→ REQUIREMENTS: Convert all of the data below into a JSON list of strings, one string per line, and leave out the blank lines and the pictures.
#### WORKING DATA
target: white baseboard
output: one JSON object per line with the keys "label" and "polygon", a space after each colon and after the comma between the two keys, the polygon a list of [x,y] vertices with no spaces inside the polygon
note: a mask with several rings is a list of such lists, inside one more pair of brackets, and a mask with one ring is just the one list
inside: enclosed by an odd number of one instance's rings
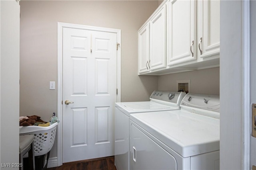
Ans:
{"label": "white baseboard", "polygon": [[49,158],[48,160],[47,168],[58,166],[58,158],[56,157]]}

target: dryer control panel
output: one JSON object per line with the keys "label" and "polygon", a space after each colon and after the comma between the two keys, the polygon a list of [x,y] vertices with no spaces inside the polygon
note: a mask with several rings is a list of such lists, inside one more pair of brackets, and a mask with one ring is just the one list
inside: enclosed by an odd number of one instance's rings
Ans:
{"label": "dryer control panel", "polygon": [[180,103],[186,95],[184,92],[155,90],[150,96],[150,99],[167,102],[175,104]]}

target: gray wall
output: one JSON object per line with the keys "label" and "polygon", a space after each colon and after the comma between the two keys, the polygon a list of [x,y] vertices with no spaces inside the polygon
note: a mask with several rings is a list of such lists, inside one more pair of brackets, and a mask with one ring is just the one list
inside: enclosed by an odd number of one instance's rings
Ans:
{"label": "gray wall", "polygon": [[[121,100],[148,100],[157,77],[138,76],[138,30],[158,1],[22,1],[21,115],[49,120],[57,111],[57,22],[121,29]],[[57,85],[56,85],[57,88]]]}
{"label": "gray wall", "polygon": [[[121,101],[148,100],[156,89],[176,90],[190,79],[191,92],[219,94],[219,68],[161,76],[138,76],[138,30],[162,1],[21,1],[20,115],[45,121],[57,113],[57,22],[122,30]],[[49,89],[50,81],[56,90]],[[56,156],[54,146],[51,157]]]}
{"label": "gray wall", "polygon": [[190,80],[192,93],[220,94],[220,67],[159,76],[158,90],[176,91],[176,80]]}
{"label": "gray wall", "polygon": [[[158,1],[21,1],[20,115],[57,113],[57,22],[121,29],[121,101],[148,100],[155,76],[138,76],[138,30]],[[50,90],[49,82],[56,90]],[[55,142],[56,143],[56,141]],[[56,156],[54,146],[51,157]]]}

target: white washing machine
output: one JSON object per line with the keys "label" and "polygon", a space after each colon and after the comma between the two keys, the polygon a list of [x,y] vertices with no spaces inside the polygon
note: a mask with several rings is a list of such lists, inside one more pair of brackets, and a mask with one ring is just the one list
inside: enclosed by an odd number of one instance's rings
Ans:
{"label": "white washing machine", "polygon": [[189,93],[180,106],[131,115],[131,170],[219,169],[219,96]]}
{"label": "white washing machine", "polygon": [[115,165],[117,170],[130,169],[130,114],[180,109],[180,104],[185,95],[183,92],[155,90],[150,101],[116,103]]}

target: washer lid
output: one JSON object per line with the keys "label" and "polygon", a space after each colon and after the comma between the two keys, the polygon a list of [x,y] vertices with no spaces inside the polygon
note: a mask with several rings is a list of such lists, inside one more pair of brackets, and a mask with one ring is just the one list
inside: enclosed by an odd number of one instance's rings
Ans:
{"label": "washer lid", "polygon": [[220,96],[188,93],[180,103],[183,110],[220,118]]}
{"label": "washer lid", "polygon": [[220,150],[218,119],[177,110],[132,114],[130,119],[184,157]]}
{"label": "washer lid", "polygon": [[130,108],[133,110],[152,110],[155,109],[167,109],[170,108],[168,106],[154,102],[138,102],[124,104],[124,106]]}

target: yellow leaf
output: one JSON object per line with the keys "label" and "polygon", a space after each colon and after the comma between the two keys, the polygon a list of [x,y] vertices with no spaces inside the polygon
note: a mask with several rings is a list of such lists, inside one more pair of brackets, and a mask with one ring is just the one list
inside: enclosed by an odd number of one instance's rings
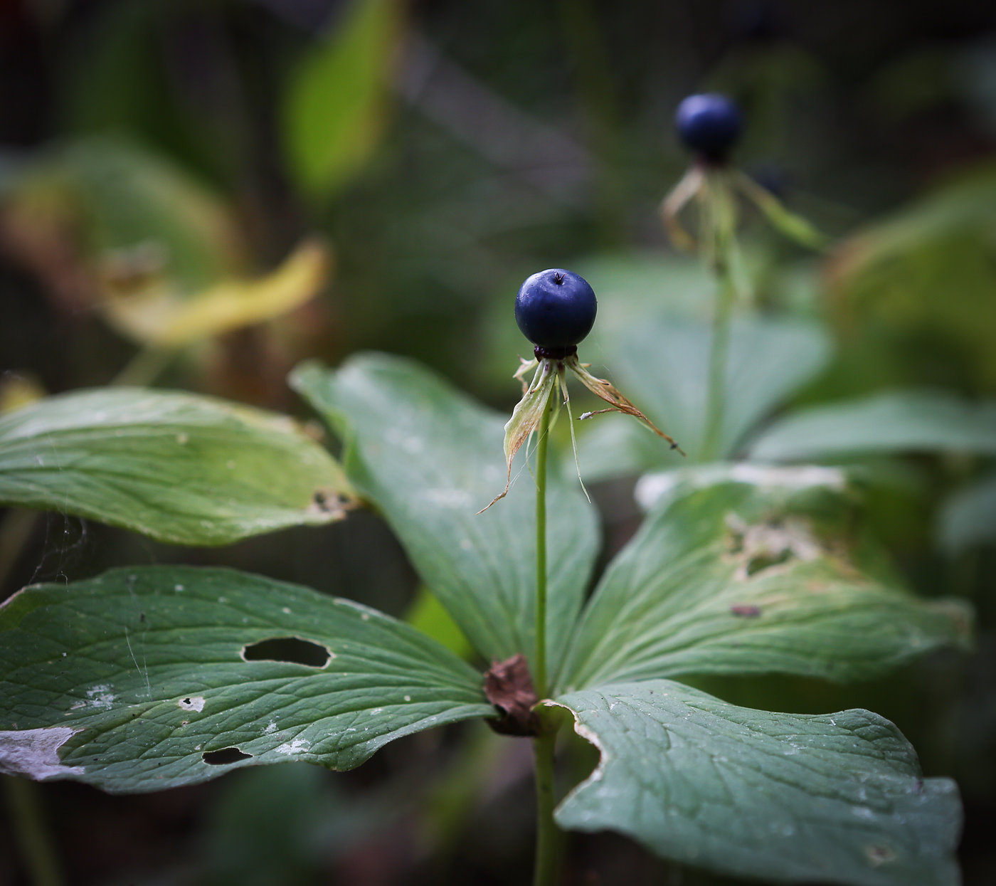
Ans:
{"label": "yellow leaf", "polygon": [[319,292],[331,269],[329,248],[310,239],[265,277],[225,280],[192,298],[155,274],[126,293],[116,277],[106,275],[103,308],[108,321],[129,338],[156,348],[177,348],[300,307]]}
########
→ WRITTEN SOLUTION:
[
  "target: white baseboard",
  "output: one JSON object per line with the keys \"label\" and \"polygon\", a space after each colon and after the comma between the two keys, the polygon a list of [x,y] vertices with no spaces inside the polygon",
  "note: a mask with several rings is a list of such lists, inside one more pair of brackets, and a mask with one ring is just the one list",
  "inside: enclosed by an odd number of one instance's rings",
  "Ans:",
  "{\"label\": \"white baseboard\", \"polygon\": [[49,158],[48,160],[47,168],[58,166],[58,158],[56,157]]}",
  "target: dryer control panel",
  "output: one JSON object per line with the keys \"label\" and \"polygon\", a space after each colon and after the comma between the two keys, the polygon a list of [x,y] vertices with no spaces inside the polygon",
  "note: a mask with several rings is a list of such lists, inside one more pair of brackets, and a mask with one ring is just the one list",
  "inside: enclosed by an odd number of one instance's rings",
  "Ans:",
  "{\"label\": \"dryer control panel\", \"polygon\": [[180,103],[186,95],[184,92],[155,90],[150,96],[150,99],[167,102],[175,104]]}",
  "target: gray wall",
  "output: one JSON object per line with the keys \"label\" and \"polygon\", a space after each colon and after the comma between the two keys, the polygon a list of [x,y] vertices with no spaces inside the polygon",
  "note: a mask with several rings is a list of such lists, inside one more pair of brackets, and a mask with one ring is just the one list",
  "inside: enclosed by an odd number of one instance's rings",
  "Ans:",
  "{\"label\": \"gray wall\", \"polygon\": [[[121,100],[148,100],[157,77],[138,76],[138,30],[158,1],[22,1],[21,115],[49,120],[57,111],[57,22],[121,29]],[[57,85],[56,85],[57,88]]]}",
  "{\"label\": \"gray wall\", \"polygon\": [[[121,101],[148,100],[156,89],[176,90],[190,79],[191,92],[219,94],[219,68],[161,76],[138,76],[138,30],[162,1],[21,1],[20,115],[45,121],[57,113],[57,22],[122,30]],[[49,89],[50,81],[56,90]],[[56,156],[54,146],[51,157]]]}",
  "{\"label\": \"gray wall\", \"polygon\": [[190,80],[192,93],[220,94],[220,67],[159,76],[158,90],[176,91],[176,80]]}",
  "{\"label\": \"gray wall\", \"polygon\": [[[158,1],[21,1],[20,115],[57,113],[57,22],[121,29],[121,101],[148,100],[155,76],[138,76],[138,30]],[[50,90],[49,82],[56,90]],[[55,142],[56,143],[56,141]],[[56,156],[54,146],[51,157]]]}",
  "target: white washing machine",
  "output: one JSON object per line with the keys \"label\" and \"polygon\", a space after each colon and after the comma between the two keys, the polygon a list of [x,y] vertices with no spaces inside the polygon",
  "note: a mask with several rings is a list of such lists, inside one more pair of brackets, and a mask with one ring is just the one list",
  "inside: enclosed by an odd number of one instance's rings",
  "Ans:",
  "{\"label\": \"white washing machine\", \"polygon\": [[189,93],[180,106],[131,115],[131,170],[219,169],[219,96]]}",
  "{\"label\": \"white washing machine\", \"polygon\": [[115,165],[117,170],[130,169],[130,114],[180,109],[180,104],[185,95],[183,92],[155,90],[150,101],[116,103]]}",
  "target: washer lid",
  "output: one JSON object per line with the keys \"label\" and \"polygon\", a space after each colon and after the comma between the two keys, the polygon a list of [x,y] vertices with no spaces inside the polygon",
  "note: a mask with several rings is a list of such lists, inside one more pair of brackets, and a mask with one ring is just the one list",
  "inside: enclosed by an odd number of one instance's rings",
  "Ans:",
  "{\"label\": \"washer lid\", \"polygon\": [[220,96],[188,93],[180,103],[183,110],[220,118]]}",
  "{\"label\": \"washer lid\", \"polygon\": [[220,150],[218,119],[177,110],[132,114],[130,119],[184,157]]}",
  "{\"label\": \"washer lid\", \"polygon\": [[130,108],[133,110],[152,110],[155,109],[167,109],[170,108],[168,106],[154,102],[138,102],[124,104],[124,106]]}",
  "target: yellow leaf",
  "output: one JSON object per line with the keys \"label\" and \"polygon\", a space after each colon and after the comma between the two keys, the polygon a list of [x,y] vertices with no spaces inside the polygon",
  "note: a mask with several rings is a list of such lists, inside one more pair of brackets, and a mask with one ring is just the one list",
  "inside: enclosed by an odd number of one instance's rings",
  "Ans:",
  "{\"label\": \"yellow leaf\", \"polygon\": [[319,292],[331,269],[329,248],[310,239],[265,277],[225,280],[192,298],[155,274],[126,293],[116,277],[106,275],[103,308],[108,321],[129,338],[156,348],[177,348],[300,307]]}"
]